◆ **YOUR INSTRUCTIONS**
Among the entries that follow, find the lines containing the string "stone" and copy them.

Stored data:
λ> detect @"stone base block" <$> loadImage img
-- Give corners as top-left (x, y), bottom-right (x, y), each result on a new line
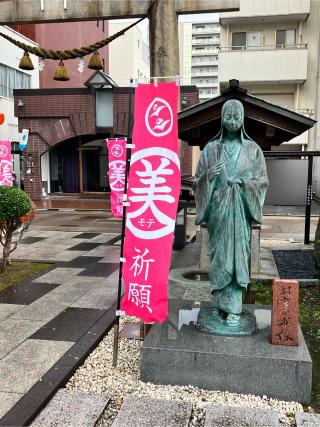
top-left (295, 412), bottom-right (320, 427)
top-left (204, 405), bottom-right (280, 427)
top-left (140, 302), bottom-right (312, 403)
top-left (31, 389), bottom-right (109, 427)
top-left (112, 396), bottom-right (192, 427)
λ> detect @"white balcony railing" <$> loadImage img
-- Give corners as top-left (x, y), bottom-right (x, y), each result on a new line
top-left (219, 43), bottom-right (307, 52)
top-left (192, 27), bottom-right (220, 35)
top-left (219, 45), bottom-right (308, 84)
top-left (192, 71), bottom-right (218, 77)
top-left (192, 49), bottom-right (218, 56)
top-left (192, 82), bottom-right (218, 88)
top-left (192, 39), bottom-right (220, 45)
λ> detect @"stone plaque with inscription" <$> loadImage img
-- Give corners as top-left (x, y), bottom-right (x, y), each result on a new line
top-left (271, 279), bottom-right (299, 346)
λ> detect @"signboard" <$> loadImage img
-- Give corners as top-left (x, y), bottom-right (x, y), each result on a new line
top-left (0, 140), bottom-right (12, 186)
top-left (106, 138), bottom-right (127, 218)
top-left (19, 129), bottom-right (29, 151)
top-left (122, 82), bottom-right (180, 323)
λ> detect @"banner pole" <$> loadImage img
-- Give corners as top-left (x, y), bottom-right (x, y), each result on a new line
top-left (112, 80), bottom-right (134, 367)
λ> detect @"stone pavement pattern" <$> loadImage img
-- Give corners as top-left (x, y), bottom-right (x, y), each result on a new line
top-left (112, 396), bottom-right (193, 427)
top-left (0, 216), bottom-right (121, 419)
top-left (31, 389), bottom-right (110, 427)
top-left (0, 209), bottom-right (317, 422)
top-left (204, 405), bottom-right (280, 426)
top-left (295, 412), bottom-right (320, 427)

◆ **ANSWER**
λ> detect @"stone base block" <$> loadImage img
λ> detect @"stone plaque with inscription" <$> loadImage img
λ> detect @"stone pavement pattern" <$> loadImage img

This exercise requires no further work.